*WHAT THIS TASK INVOLVES*
All that is needed is the line containing "Can you find the brick" and the lines after it to the end of the material, written out exactly, pictures left aside.

--------

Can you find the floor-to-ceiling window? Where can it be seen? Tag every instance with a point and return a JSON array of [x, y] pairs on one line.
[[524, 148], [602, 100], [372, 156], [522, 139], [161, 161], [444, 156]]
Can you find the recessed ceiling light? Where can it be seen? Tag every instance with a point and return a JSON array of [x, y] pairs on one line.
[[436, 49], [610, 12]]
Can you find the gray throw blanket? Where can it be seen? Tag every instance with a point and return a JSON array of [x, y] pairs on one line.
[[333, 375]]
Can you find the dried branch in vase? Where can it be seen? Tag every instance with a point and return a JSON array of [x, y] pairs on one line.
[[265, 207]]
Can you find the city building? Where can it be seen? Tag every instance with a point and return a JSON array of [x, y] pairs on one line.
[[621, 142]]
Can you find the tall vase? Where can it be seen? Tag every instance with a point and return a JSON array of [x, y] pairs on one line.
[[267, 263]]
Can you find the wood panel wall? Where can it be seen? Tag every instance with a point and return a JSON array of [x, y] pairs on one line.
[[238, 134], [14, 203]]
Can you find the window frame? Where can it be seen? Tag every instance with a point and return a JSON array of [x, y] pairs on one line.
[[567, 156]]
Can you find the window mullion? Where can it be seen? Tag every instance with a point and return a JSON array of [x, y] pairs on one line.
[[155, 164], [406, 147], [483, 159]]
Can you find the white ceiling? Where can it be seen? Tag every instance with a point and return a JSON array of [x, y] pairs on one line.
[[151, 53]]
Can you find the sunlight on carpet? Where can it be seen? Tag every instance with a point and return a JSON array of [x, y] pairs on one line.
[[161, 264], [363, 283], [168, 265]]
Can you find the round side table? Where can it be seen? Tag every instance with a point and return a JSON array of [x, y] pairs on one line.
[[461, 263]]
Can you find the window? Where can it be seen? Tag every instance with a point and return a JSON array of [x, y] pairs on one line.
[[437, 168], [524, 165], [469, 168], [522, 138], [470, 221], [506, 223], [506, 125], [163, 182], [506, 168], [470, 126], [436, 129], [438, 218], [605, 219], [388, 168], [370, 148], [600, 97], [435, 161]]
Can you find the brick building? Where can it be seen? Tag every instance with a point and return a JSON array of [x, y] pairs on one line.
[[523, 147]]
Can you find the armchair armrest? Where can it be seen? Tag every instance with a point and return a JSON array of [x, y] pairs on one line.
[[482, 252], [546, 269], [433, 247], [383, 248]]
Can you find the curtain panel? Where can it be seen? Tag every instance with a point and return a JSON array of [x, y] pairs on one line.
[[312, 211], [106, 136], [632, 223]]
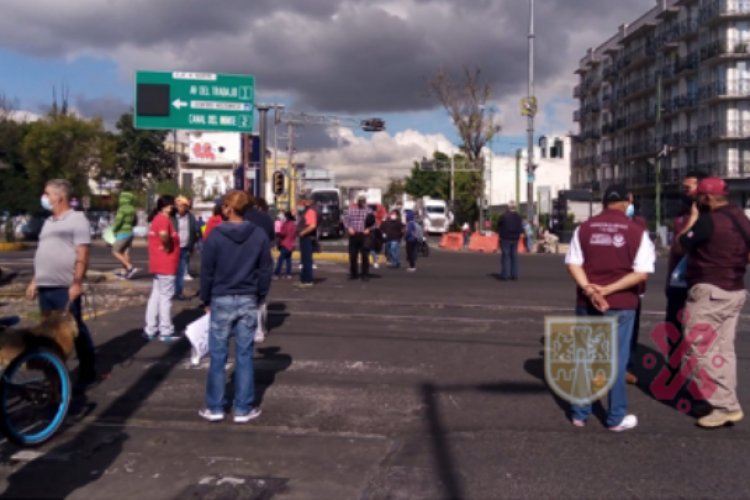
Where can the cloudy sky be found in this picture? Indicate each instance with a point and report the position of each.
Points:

--------

*ANSWER SECTION*
Can you find the brick building? Where can it be seen? Tag every instance with a point and return a JSON array of [x, y] pairs on one line.
[[523, 147]]
Can you find the armchair armrest? Where can it be seen? Tag every instance with a point and return a JSON array of [x, y] pairs on one line.
[[482, 252], [546, 269], [433, 247], [383, 248]]
Can you find the curtain panel? Where can it be seen? Tag every instance with a point and return a JSON array of [x, y] pairs on one line.
[[312, 211], [106, 136], [632, 223]]
Where can the cloudy sky be found in this picture? Indicate each instance with a point and report the position of each.
Points:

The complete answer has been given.